Excerpts from location labeling data
··········
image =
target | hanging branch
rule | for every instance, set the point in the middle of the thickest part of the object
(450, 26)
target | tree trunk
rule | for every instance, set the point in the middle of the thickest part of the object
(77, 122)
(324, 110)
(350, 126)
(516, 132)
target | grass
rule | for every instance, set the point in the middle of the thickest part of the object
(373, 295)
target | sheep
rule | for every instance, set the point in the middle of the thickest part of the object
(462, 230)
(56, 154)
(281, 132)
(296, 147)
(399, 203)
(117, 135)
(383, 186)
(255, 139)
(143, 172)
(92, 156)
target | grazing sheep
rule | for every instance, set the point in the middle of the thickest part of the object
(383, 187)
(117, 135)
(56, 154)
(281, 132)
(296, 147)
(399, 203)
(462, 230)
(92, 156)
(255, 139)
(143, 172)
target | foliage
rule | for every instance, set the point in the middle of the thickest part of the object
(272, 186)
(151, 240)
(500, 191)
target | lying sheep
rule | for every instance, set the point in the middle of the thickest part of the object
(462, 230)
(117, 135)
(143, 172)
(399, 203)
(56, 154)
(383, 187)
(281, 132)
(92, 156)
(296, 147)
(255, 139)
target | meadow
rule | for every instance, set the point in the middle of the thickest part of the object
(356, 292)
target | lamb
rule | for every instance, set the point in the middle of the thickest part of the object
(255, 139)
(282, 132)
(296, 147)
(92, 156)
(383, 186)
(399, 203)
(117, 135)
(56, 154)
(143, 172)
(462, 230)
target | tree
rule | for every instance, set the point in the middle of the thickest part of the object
··········
Task brief -> Copy the records word for word, from the line containing "target | tree trunk" through the final line of the records, including both.

Solution ->
target | tree trunk
rule | for every instance, set the point in the middle of the thickest part of the object
(77, 122)
(324, 110)
(350, 126)
(516, 132)
target | grass
rule | for every instance, set the point in the middle of the thickest part of the object
(373, 295)
target | sheep
rule | for every instance, set the point in the middle of the thickest part of the object
(462, 230)
(56, 154)
(281, 132)
(296, 147)
(399, 203)
(117, 135)
(383, 186)
(255, 139)
(143, 172)
(92, 156)
target | grazing sheep
rule | for every instance, set the point in the middle of the thickest part of the object
(383, 187)
(117, 135)
(56, 154)
(281, 132)
(296, 147)
(399, 203)
(462, 230)
(92, 156)
(255, 139)
(143, 172)
target | foliage
rule | for every instance, set the point in the middle of the thickest part of the object
(272, 186)
(151, 240)
(500, 191)
target | lying sheep
rule | for every instance, set the point in the middle of the thickest part of the object
(462, 230)
(117, 135)
(143, 172)
(399, 203)
(56, 154)
(383, 187)
(281, 132)
(92, 156)
(296, 147)
(255, 139)
target | meadow
rule | for every instance, set the point in the middle of the thickest part of the object
(356, 292)
target | lamb
rule | for every instance, set the point in the middle of the thickest part of the object
(255, 139)
(282, 132)
(296, 147)
(92, 156)
(383, 186)
(399, 203)
(117, 135)
(56, 154)
(143, 172)
(462, 230)
target | tree
rule | for every instance, set the point in the middle of the thickest part of the object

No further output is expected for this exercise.